** start Excerpt to read **
The attendant circumstances lead to one conclusion only — that the respondent was the person paying wages to employees and consequently coming within the ambit of section 153.
 In Cana Construction Co. v. Canada, supra, the Federal Court of Appeal upheld a decision of this Court where it held that subsection 153(1) applied in circumstances where the Appellant maintained total control over the payment of wages made to the employees of one of its subcontractors, even if the cheques were drawn on the bank account of the subcontractor.
 Cana was a building contractor and Vidalin, its subcontractor, worked on one of its projects. Vidalin could not pay its employees so, to ensure the completion of the project, Cana decided that it was necessary that the employees of Vidalin be paid.
 To that end, Vidalin informed Cana of the amount owing to each employee and Cana allowed a bank draft to be drawn on its own account for the total amount. An employee of Cana and an employee of Vidalin went to Vidalin’s bank and deposited the amount in question into Vidalin’s account. At the same time, the bank certified the cheques issued by Vidalin to its employees, which represented the net wages of each employee. Those cheques were given to Vidalin to be submitted to the employees.
 Cana submitted that the payments that were made to Vidalin by means of bank drafts related to a contractual obligation that existed between the Appellant and Vidalin as a subcontractor, and they were not meant to cover the wages of Vidalin’s employees. Moreover, the Appellant submitted that, because it did not issue the cheques to the employees, there was no actual payment and it could not, therefore, come within the ambit of subsection 153(1) of the Act.
 The Court found that the Appellant, Cana, maintained total control and dominion over the funds used to pay the wages of Vidalin’s employees, that Cana was the person paying the employees wages and that it did so deliberately and with full knowledge that it was doing so. The judge stated as follows:
. . . Vidalin acted on Cana’s instructions and direction when it prepared the pay cheques and attached stub with deduction details. Cana retained complete control over the payment procedure. Section 153 states clearly that every person paying wages to an employee must withhold tax, it does not say that only employers must do so. (At paragraph 27 of the decision.)
** end Excerpt to read **
** start Dataset content **
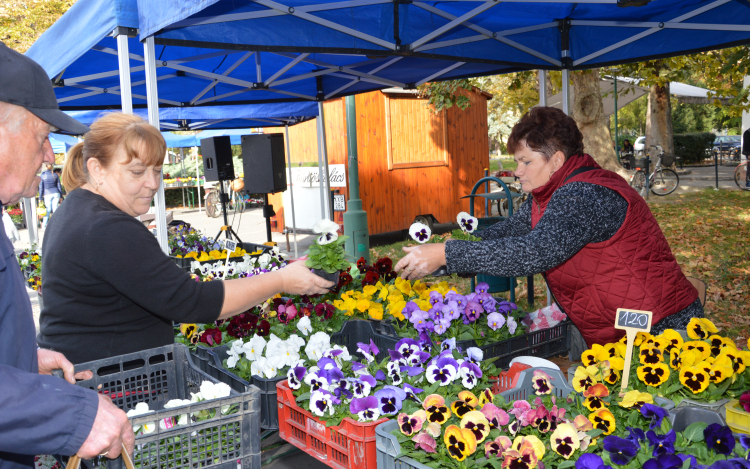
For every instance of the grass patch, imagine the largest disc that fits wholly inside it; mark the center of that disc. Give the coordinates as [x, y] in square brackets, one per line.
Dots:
[709, 233]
** end Dataset content **
- **Problems to solve**:
**A.** In the excerpt on the Cana Construction case, who went to Vidalin's bank to deposit the money?
**B.** From the excerpt on the Cana Construction case, print the text between "In Cana Construction" and "Vidalin be paid.", inclusive.

- **Results for the exercise**:
**A.** An employee of Cana and an employee of Vidalin.

**B.**
In Cana Construction Co. v. Canada, supra, the Federal Court of Appeal upheld a decision of this Court where it held that subsection 153(1) applied in circumstances where the Appellant maintained total control over the payment of wages made to the employees of one of its subcontractors, even if the cheques were drawn on the bank account of the subcontractor.
 Cana was a building contractor and Vidalin, its subcontractor, worked on one of its projects. Vidalin could not pay its employees so, to ensure the completion of the project, Cana decided that it was necessary that the employees of Vidalin be paid.